Format all the lines of these items as one numbered list, leaving out any blank lines.

§ Stored rows
———

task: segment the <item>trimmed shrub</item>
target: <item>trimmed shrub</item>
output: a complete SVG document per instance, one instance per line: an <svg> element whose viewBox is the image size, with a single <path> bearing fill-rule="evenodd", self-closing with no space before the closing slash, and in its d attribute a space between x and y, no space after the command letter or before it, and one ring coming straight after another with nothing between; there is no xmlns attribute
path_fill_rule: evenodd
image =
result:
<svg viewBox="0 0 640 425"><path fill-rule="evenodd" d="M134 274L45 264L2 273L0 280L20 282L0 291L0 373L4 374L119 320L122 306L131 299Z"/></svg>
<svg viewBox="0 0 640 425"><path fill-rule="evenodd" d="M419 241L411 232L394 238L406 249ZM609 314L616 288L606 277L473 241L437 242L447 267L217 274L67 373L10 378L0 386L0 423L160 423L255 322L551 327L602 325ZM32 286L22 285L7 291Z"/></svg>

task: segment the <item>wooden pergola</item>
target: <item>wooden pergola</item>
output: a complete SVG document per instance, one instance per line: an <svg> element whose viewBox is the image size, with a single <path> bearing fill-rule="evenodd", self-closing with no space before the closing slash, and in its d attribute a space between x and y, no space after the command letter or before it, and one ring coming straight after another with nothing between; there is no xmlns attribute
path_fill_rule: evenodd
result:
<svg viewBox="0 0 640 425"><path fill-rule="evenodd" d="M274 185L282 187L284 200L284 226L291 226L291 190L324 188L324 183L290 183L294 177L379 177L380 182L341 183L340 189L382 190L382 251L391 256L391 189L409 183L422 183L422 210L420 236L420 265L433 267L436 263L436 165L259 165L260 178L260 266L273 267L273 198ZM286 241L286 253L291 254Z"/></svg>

———

§ Response below
1. task: segment the <item>trimmed shrub</item>
2. target: <item>trimmed shrub</item>
3. output: a complete SVG document per instance, one instance per line: an <svg> element whose viewBox is the image size, with a single <path> bearing fill-rule="evenodd", self-closing with no space before the closing slash, and in its d attribute a space between x and y, no space after the command letter or before it, and one ring coming straight after another with nothing between; there is no xmlns attribute
4. path_fill_rule: evenodd
5. image =
6. result:
7. <svg viewBox="0 0 640 425"><path fill-rule="evenodd" d="M134 274L45 264L2 273L0 280L20 282L0 291L0 373L4 374L119 320L122 306L131 299Z"/></svg>
8. <svg viewBox="0 0 640 425"><path fill-rule="evenodd" d="M419 241L411 232L394 238L406 249ZM609 314L616 288L606 277L473 241L437 242L447 267L217 274L67 373L10 378L0 386L0 423L160 423L255 322L551 327L602 325ZM32 286L22 285L7 291Z"/></svg>
9. task: segment the <item>wooden pergola</item>
10. target: <item>wooden pergola</item>
11. output: a complete SVG document per instance, one instance per line: an <svg> element whose viewBox is the image size, with a single <path> bearing fill-rule="evenodd", self-closing with no space before the closing slash, and in its d attribute a space between x and y, no space after the command letter or before it, and one ring coming straight after another with nothing between; there is no xmlns attribute
12. path_fill_rule: evenodd
13. result:
14. <svg viewBox="0 0 640 425"><path fill-rule="evenodd" d="M274 185L282 187L284 200L284 226L291 226L291 190L324 188L324 183L290 183L294 177L379 177L380 182L341 183L340 189L382 190L382 251L391 256L391 189L409 183L422 183L422 210L420 236L420 265L433 267L436 263L436 165L259 165L260 178L260 266L273 267L273 198ZM286 241L286 253L291 254Z"/></svg>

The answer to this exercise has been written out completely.